* DIRECTION *
Repeat every entry below word for word, leaving out the pictures.

* DATASET EXCERPTS *
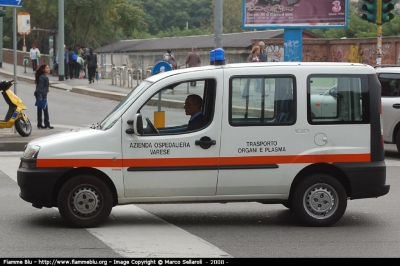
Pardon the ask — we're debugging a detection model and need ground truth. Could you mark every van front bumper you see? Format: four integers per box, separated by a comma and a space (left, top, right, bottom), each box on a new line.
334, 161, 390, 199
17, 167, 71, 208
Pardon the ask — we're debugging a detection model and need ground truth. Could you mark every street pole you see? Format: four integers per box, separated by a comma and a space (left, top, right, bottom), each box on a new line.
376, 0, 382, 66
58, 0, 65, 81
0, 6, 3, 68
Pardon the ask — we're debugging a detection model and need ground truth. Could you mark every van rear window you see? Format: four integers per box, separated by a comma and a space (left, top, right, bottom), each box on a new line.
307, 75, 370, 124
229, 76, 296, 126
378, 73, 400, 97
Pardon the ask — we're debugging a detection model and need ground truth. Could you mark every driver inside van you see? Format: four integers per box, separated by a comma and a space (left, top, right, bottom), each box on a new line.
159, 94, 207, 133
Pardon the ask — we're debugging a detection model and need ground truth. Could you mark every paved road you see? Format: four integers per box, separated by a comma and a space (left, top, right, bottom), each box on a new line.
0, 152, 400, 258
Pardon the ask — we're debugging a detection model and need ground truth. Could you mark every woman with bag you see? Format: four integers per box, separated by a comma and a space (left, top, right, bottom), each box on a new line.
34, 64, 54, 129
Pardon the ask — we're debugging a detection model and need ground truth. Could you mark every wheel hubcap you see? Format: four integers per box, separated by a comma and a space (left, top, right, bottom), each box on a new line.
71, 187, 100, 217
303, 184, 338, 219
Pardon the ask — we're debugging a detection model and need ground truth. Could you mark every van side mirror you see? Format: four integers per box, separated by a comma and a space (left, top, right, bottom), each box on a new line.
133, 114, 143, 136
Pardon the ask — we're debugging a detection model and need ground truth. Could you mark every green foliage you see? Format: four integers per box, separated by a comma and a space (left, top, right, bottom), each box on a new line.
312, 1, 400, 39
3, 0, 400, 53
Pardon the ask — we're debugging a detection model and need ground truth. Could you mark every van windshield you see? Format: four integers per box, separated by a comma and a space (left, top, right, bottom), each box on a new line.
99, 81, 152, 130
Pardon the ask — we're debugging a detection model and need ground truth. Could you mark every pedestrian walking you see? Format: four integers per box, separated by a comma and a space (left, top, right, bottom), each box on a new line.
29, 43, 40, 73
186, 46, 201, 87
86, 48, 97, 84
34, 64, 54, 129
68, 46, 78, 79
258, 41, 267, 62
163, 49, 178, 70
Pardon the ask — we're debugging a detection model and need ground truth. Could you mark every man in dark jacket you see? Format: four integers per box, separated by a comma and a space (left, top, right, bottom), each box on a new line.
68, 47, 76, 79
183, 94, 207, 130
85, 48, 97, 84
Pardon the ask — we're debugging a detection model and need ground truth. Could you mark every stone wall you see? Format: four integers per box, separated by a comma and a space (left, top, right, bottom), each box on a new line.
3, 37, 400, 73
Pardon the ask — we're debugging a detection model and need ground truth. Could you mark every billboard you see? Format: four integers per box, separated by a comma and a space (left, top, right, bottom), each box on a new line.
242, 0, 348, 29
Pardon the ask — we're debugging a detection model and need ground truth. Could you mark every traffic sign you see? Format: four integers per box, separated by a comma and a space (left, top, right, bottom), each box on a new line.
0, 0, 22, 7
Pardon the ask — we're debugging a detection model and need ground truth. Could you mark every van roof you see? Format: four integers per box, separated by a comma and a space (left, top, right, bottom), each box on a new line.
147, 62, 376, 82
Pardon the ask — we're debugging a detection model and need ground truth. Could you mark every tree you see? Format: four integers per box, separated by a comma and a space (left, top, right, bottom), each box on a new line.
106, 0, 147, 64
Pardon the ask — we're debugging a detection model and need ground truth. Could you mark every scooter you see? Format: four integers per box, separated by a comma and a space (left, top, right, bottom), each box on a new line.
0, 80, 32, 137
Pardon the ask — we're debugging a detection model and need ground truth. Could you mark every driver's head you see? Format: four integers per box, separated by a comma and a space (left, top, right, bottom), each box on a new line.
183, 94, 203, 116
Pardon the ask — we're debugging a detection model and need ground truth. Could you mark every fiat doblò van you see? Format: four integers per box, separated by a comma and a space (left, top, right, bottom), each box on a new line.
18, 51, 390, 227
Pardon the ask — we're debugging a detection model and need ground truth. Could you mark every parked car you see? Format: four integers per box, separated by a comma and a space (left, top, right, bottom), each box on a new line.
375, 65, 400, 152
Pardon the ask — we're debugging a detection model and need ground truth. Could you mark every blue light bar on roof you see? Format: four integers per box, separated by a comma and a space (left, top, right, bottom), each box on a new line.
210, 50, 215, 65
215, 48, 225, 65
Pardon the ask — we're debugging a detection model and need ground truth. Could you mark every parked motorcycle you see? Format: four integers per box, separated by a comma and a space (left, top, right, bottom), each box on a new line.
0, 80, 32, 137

* FULL OUTPUT *
Pardon the ask — we're debugging a detection model and need ground truth. Could you mark every van front bumper you see? Format: four integers per box, separated by a comma and a space (left, top, right, bottom), each box on a new line.
334, 161, 390, 199
17, 167, 71, 208
Pardon the ask — we're debugging a detection model and need ground truth. Could you mark every street pole you see? Format: four integers per box, separated by a comma and a space (left, top, right, bottom), each box on a new line.
376, 0, 382, 66
58, 0, 65, 81
0, 6, 3, 68
Pardon the ask — we're debugging a detection model and need ground truth. Could you mark every van rear window you see? Format: four integers per box, separated by a comma and a space (left, top, right, bottom), each box on a new line.
307, 75, 370, 124
229, 76, 296, 126
378, 73, 400, 97
Pardon the ask — we're debugging a detection model and need ground truth. Could you mark every driver inside van you see? Format: four integers per box, separated by a comma and a space (left, top, right, bottom), each box on a new line.
159, 94, 207, 133
Pardon the ask — we're debugging a detection model and need ground truth. Could you mark every paved road you see? Format: four integers per box, separated by a comma and a space (left, top, right, bottom), each box on a new line.
0, 152, 400, 258
Pardon the ask — we're debugging a detection model and need ground truth. Could you mark every woman with bag you see? Format: four integers per box, separated by a comma and a space (left, top, right, bottom), each box on a new line.
34, 64, 54, 129
Pardon the ask — we're debugging a detection model and need ground truth. Could you mark every wheel hubcap you see? Format: four integers per box, separated by a comma and a space (left, top, right, bottom), each box on a new line.
71, 187, 100, 217
303, 184, 338, 219
Pardon the ask — we're debugging a detection model and need ground truth. Could you mark every van side mirror you see? Format: four integers per box, separated by a comma and a space (left, top, right, bottom), each box on a new line.
133, 114, 143, 136
Pardon the ask — we're debugging a detection model and need ground truth. Could you mark every green foliage you see? Format: four integers per box, separated by a comma and a space (left, top, right, bottom), each box on a new line.
312, 1, 400, 39
3, 0, 400, 53
Pardon the ask — we're debugging a detection model and need ground truth. Could you mark every van windshield you see? Format: four integers per box, separated by a comma and a space (left, top, right, bottom), each box on a new line.
99, 81, 152, 130
Pardon the ask — we're debugging a detection model and need ground truth. Could you mark every pedestrian walking you see? Format: four integers per box, separated by a comma and a space (left, top, right, bottom), each box on a new line.
29, 43, 40, 73
186, 46, 201, 87
86, 48, 97, 84
34, 64, 54, 129
68, 46, 78, 79
258, 41, 267, 62
163, 49, 178, 70
Pardon the ask — we're debugging a detection model and need ground truth. Could you mark every man in dark jacket you see? Format: four integers per box, separated by a comma and a space (left, top, right, bottom), each box on a new line.
68, 47, 76, 79
183, 94, 207, 130
85, 48, 97, 84
Pardon the ask — we're debugging a detection model and need ground truth. Could you mark every stone wall you see? Format: four integers per box, separated by a comma and a space (left, top, right, bottom), each box on a new line.
3, 37, 400, 73
Pardon the ask — we're debugging a detection model and need ground truth. Could you mark every billboard you see? Format: four integers per box, separated by a comma and a space (left, top, right, bottom), each box on a new line.
242, 0, 348, 29
Pardon the ask — we're debugging a detection model and need ground truth. Could you mark every traffic sign you see? Format: four integers per box, separated by a comma and a space (left, top, right, bottom), each box on a new line.
0, 0, 22, 7
Pardon the ask — we're debugging a detection model and need ground truth. Could you mark every van roof you see? Format: four integers per box, separated by a comma and a space (left, top, right, bottom), each box on a new line.
147, 62, 376, 82
Pardon the ask — we're debugging a detection model and need ground truth. Could you mark every tree you see? Format: four integers per box, separated by a comma and a space (left, top, right, bottom), each box on a new line.
106, 0, 147, 64
Pardon the ask — we're debugging a detection model and need ground truth. Could you mark every scooter you see? Format: four integers per box, separated by a comma and a space (left, top, right, bottom), each box on a new line.
0, 80, 32, 137
Pardon the ask — we're debugging a detection model and need ground truth. Could you mark every driver's head you see? Format: four integers per box, separated by a comma and a space (left, top, right, bottom), each box on a new line.
183, 94, 203, 116
Pardon the ask — we're debugging a detection model and need ground truth. Could you mark every fiat doblò van you see? Format: four integers per box, separated by a comma and a space (left, top, right, bottom), each box on a new line.
18, 51, 390, 227
Pardon the ask — we're debugging a detection model and need ground truth. Could you mark every parked car you see? Format: four integers per box, separated by a comma and a space (left, top, right, bottom), each box on a new line.
375, 65, 400, 152
Pardon the ask — we're debugging a detection model and need ground truth. Could you mark every blue light bar on roof you see? Format: four integers per box, separated by a comma and a space (left, top, right, bottom), each box on a new line.
210, 50, 215, 65
215, 48, 225, 65
Pardon the ask — we're debugging a detection model and need ground truth. Could you mark every parked motorcycle you see? Format: four integers per box, separated by a comma and a space (left, top, right, bottom), each box on a new line.
0, 80, 32, 137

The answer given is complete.